Shape labeling records
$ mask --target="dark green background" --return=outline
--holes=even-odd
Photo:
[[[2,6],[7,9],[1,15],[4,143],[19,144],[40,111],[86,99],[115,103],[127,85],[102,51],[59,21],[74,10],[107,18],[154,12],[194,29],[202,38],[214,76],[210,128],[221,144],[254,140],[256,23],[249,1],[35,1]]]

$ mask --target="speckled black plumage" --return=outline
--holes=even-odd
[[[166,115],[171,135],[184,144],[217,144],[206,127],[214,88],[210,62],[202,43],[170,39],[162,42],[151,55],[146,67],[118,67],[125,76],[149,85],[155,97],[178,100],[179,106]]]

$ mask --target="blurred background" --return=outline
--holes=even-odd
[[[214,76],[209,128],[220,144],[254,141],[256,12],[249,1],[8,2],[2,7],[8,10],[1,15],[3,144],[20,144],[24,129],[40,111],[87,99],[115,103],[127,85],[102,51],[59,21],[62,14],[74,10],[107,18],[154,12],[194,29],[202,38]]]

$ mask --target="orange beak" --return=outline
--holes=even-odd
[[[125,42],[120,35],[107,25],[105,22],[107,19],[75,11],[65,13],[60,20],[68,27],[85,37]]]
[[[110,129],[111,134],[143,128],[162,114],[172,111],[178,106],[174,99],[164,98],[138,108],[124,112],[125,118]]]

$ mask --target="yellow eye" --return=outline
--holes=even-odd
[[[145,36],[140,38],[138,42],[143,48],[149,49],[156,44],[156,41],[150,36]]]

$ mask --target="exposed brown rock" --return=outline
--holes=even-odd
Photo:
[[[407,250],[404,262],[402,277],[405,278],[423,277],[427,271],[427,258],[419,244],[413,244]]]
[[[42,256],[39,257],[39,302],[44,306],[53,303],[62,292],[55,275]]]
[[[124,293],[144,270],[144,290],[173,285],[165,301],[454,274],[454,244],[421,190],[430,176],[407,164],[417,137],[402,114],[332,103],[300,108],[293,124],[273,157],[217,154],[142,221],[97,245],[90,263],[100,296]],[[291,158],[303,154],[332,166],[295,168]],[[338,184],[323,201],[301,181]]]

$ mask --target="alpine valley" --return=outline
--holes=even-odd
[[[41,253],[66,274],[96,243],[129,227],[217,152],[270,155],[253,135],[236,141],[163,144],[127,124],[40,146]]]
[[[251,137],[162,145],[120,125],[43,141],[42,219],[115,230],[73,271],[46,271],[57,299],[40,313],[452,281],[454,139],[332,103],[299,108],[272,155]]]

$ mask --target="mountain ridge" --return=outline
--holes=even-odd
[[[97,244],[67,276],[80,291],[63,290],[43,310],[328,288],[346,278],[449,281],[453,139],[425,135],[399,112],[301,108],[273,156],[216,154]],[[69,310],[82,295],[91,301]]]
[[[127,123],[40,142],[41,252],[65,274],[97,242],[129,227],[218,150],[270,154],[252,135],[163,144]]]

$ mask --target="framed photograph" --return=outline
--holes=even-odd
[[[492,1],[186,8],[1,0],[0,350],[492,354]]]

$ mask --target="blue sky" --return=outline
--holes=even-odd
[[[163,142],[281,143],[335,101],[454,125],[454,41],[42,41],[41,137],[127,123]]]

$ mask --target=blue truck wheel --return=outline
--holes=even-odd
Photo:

- _Description of the task_
The listing above must be transcribed exactly, line by line.

- _Output of the task_
$ mask --target="dark green background" --return=outline
--holes=even-odd
Photo:
[[[2,6],[7,9],[1,15],[4,143],[19,144],[40,111],[86,99],[115,103],[127,85],[102,51],[59,21],[74,10],[107,18],[154,12],[194,29],[202,38],[214,76],[210,128],[221,144],[254,140],[256,23],[249,1],[35,1]]]

$ mask --target="speckled black plumage" --return=outline
--holes=even-odd
[[[166,115],[171,135],[184,144],[217,144],[206,127],[214,88],[210,62],[202,43],[170,39],[162,42],[151,55],[146,67],[118,67],[125,76],[149,85],[155,97],[178,100],[179,106]]]

$ mask --target="blurred background" --return=outline
--holes=even-odd
[[[214,76],[209,128],[220,144],[254,141],[256,12],[249,1],[8,2],[2,7],[8,10],[1,15],[3,144],[20,144],[24,129],[40,111],[87,99],[115,103],[127,85],[102,51],[59,21],[62,14],[74,10],[107,18],[154,12],[194,29],[202,38]]]

$ mask --target="orange beak" --return=outline
--holes=even-odd
[[[125,42],[120,35],[107,25],[105,22],[107,19],[75,11],[65,13],[60,20],[68,27],[85,37]]]
[[[110,129],[111,134],[143,128],[162,114],[172,111],[178,106],[174,99],[164,98],[138,108],[124,112],[125,118]]]

$ mask --target="yellow eye" --return=outline
--holes=even-odd
[[[145,36],[140,38],[138,42],[143,48],[149,49],[156,44],[156,41],[150,36]]]

$ mask --target="exposed brown rock" --return=outline
--holes=even-odd
Photo:
[[[407,250],[404,262],[402,277],[405,278],[423,277],[427,271],[427,258],[419,244],[413,244]]]
[[[42,256],[39,257],[39,302],[44,306],[53,303],[62,292],[55,275]]]
[[[124,293],[144,270],[144,290],[173,285],[165,301],[454,274],[454,244],[421,190],[430,176],[407,164],[417,137],[402,114],[332,103],[300,108],[293,124],[273,157],[217,154],[142,221],[97,245],[90,263],[100,296]],[[291,158],[303,154],[332,166],[295,168]],[[338,184],[323,201],[301,181]]]

$ mask --target="alpine valley" --return=outline
--holes=even-odd
[[[41,253],[66,274],[96,243],[129,227],[217,152],[270,155],[253,135],[236,141],[163,144],[127,124],[40,146]]]
[[[251,137],[162,145],[120,125],[43,141],[42,219],[115,230],[73,271],[46,271],[57,299],[40,313],[452,281],[454,139],[332,103],[299,108],[272,155]]]

$ mask --target="mountain ridge" --return=outline
--holes=even-odd
[[[97,244],[67,276],[80,291],[63,290],[43,310],[328,288],[346,278],[449,281],[453,139],[425,135],[399,112],[301,108],[273,156],[216,154]],[[69,310],[82,295],[91,301]]]
[[[127,123],[40,142],[41,252],[65,274],[97,242],[129,227],[218,150],[270,154],[252,135],[163,144]]]

$ mask --target="framed photograph" --return=outline
--holes=even-odd
[[[492,1],[186,8],[1,0],[0,350],[492,354]]]

$ mask --target="blue sky" --return=outline
--holes=even-odd
[[[163,142],[281,143],[335,101],[454,125],[454,41],[42,41],[41,137],[127,123]]]

$ mask --target=blue truck wheel --return=outline
--holes=even-odd
Photo:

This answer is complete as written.